» Problem statement
Give each line of the data below, starting at the line that contains "task: segment every instance of the **leaf" and ending at the final line, as a numbered list, and leave out blank lines.
########
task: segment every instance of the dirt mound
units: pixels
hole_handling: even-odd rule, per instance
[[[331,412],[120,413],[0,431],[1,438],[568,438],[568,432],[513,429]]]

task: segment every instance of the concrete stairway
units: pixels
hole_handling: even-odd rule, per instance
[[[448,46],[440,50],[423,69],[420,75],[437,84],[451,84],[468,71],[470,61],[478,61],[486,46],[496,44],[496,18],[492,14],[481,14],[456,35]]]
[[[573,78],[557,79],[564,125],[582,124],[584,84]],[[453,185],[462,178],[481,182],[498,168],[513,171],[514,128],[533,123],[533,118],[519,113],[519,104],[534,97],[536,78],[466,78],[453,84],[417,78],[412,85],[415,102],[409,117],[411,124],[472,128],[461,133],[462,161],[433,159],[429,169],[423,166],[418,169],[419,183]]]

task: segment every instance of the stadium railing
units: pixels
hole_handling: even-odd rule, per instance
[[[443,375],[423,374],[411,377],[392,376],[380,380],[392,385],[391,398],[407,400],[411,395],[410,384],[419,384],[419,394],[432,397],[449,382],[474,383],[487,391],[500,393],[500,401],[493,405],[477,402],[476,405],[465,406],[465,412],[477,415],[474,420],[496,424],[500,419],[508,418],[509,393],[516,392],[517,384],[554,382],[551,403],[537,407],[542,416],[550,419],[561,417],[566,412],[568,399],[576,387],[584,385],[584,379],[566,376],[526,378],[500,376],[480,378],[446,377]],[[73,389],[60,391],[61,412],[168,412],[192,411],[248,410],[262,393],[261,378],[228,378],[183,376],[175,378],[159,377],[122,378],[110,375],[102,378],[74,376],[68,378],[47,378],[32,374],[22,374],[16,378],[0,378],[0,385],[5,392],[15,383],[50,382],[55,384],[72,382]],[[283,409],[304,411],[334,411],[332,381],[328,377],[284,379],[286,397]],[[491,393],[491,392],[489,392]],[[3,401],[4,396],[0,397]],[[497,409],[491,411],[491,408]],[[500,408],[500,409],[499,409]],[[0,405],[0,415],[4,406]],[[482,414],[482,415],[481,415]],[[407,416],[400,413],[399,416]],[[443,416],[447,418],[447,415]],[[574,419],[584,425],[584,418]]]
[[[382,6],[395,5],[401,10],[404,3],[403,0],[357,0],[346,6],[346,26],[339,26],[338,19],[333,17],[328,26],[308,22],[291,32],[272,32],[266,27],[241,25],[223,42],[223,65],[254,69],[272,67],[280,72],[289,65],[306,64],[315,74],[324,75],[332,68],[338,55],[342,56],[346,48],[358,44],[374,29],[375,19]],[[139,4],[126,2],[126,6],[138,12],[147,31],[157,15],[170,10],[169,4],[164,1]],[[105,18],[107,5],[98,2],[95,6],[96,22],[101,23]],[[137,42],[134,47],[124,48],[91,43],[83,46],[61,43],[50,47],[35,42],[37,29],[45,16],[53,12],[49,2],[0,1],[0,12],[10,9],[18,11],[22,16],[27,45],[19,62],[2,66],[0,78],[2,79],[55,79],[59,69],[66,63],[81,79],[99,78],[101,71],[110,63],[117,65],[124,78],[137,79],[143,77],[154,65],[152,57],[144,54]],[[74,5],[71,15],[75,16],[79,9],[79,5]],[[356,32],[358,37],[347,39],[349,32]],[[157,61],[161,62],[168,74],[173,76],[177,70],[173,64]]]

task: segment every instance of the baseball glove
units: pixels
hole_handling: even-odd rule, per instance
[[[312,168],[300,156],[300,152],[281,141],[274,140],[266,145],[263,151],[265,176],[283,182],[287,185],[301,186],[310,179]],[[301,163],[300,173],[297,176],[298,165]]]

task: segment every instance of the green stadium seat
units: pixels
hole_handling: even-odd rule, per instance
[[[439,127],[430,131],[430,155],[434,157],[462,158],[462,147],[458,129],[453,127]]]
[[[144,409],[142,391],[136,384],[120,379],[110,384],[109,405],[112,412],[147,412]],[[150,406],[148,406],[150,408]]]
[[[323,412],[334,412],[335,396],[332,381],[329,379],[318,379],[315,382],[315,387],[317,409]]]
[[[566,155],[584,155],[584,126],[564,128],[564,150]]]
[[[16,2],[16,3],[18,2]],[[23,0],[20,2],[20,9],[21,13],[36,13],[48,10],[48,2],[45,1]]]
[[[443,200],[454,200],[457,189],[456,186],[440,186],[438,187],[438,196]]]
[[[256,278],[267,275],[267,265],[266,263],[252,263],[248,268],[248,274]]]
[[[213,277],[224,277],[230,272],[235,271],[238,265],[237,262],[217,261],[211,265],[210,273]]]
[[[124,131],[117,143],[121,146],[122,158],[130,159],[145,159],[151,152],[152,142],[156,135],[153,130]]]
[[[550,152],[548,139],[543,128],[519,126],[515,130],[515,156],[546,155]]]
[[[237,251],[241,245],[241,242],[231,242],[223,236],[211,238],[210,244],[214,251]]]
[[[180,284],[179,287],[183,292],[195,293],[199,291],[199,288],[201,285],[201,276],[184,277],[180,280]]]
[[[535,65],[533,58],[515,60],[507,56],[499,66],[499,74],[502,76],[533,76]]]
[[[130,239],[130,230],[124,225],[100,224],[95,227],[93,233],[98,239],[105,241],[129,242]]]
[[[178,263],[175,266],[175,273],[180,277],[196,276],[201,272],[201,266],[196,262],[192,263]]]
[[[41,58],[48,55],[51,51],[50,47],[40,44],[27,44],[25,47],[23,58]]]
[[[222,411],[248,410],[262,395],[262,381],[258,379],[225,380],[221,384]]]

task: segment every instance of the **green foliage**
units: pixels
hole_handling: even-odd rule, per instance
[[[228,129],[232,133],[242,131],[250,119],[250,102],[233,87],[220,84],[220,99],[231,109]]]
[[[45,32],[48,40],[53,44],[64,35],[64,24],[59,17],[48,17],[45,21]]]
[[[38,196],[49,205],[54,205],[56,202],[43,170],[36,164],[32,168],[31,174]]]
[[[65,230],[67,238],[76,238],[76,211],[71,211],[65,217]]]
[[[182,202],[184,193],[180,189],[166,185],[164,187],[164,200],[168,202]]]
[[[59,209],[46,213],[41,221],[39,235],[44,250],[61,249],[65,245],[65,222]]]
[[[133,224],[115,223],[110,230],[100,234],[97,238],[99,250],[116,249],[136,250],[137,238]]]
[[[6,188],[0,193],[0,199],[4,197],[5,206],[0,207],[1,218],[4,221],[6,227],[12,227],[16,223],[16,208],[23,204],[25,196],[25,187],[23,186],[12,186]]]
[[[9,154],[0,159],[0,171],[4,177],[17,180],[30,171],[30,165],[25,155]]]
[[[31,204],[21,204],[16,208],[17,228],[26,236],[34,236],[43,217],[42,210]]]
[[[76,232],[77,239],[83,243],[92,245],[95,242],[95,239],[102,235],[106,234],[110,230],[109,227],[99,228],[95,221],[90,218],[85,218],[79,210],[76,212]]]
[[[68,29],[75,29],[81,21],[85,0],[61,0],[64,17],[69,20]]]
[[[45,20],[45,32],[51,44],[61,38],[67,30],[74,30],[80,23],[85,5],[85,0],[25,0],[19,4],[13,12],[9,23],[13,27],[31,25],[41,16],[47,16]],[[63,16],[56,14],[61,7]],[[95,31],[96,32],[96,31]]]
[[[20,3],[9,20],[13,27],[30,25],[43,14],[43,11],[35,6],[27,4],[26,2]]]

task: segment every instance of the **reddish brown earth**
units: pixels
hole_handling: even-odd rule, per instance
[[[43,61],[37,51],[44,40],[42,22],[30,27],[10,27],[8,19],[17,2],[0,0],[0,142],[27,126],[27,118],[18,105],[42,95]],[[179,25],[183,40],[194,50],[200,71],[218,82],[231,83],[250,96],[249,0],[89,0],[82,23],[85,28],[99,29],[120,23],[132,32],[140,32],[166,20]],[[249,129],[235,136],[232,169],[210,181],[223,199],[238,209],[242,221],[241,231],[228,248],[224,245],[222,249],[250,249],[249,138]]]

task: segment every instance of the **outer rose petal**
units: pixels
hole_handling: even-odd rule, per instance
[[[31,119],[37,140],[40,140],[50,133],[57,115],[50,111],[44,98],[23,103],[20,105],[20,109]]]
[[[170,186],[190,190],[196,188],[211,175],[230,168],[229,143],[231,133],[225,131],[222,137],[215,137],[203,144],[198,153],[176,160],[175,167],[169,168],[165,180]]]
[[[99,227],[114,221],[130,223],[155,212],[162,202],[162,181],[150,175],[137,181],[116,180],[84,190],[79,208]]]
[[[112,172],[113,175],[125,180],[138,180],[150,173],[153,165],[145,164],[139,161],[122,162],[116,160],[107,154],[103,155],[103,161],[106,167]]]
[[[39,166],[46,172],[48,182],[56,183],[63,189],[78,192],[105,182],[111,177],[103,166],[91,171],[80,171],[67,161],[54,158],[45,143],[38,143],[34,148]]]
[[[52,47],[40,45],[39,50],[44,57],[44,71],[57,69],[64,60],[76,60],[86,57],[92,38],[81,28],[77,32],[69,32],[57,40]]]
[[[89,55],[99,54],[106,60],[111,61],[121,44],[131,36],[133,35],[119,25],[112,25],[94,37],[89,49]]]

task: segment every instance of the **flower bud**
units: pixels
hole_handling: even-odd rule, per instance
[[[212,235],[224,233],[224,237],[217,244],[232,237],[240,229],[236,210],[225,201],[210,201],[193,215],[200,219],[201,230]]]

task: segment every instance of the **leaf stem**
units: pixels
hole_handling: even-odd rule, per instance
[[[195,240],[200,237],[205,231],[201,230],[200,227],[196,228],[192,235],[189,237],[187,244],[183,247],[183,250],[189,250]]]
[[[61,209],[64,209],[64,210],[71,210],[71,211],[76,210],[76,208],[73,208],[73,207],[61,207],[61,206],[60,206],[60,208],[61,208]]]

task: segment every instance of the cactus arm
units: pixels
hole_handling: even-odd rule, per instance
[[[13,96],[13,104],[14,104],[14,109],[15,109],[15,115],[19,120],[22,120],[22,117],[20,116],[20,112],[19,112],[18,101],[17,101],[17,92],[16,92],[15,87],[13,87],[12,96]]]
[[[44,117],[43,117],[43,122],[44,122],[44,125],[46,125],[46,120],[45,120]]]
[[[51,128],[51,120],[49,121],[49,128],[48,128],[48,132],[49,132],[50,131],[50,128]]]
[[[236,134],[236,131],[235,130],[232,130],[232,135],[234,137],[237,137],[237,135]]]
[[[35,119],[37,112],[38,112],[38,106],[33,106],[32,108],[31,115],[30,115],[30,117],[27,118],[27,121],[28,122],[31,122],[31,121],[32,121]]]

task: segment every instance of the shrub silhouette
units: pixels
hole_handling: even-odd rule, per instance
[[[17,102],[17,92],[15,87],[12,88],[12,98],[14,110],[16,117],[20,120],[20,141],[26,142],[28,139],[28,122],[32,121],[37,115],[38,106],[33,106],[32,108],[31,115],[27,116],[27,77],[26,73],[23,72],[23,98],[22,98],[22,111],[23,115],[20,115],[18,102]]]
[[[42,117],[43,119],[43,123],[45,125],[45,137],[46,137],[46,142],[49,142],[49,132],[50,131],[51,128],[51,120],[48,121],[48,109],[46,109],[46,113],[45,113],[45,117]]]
########
» Exercise result
1. task: segment every instance of the **leaf stem**
2. units: pixels
3. hole_handling: even-odd rule, per instance
4. [[[195,240],[200,237],[205,231],[201,230],[200,227],[196,228],[192,235],[189,237],[187,244],[183,247],[183,250],[189,250]]]
5. [[[61,209],[64,209],[64,210],[71,210],[71,211],[76,210],[76,208],[73,208],[73,207],[61,207],[61,206],[60,206],[60,208],[61,208]]]
6. task: segment every instance of the cactus arm
7. units: pixels
8. hole_handling: even-odd rule, per instance
9. [[[13,96],[13,104],[14,104],[14,109],[15,109],[15,115],[19,120],[22,120],[22,117],[20,116],[20,112],[19,112],[18,101],[17,101],[17,92],[16,92],[15,87],[13,87],[12,96]]]
10. [[[44,117],[43,117],[43,122],[44,122],[44,125],[46,125],[46,120],[45,120]]]
11. [[[51,128],[51,120],[49,121],[49,128],[48,128],[48,132],[49,132],[50,131],[50,128]]]
12. [[[236,134],[236,131],[235,130],[232,130],[232,135],[234,137],[237,137],[237,135]]]
13. [[[35,119],[37,112],[38,112],[38,106],[33,106],[32,108],[31,115],[30,115],[30,117],[27,118],[27,121],[28,122],[31,122],[31,121],[32,121]]]
14. task: segment every instance of the shrub silhouette
15. units: pixels
16. hole_handling: even-odd rule, per instance
17. [[[17,102],[17,92],[15,87],[12,88],[12,98],[14,110],[16,117],[20,120],[20,141],[26,142],[28,139],[28,122],[32,121],[37,115],[38,106],[33,106],[32,108],[31,115],[27,116],[27,77],[26,73],[23,72],[23,98],[22,98],[22,111],[23,115],[20,115],[18,102]]]
18. [[[42,117],[43,119],[43,123],[45,125],[45,137],[46,137],[46,142],[49,142],[49,132],[50,131],[51,128],[51,120],[48,121],[48,109],[46,109],[46,113],[45,113],[45,117]]]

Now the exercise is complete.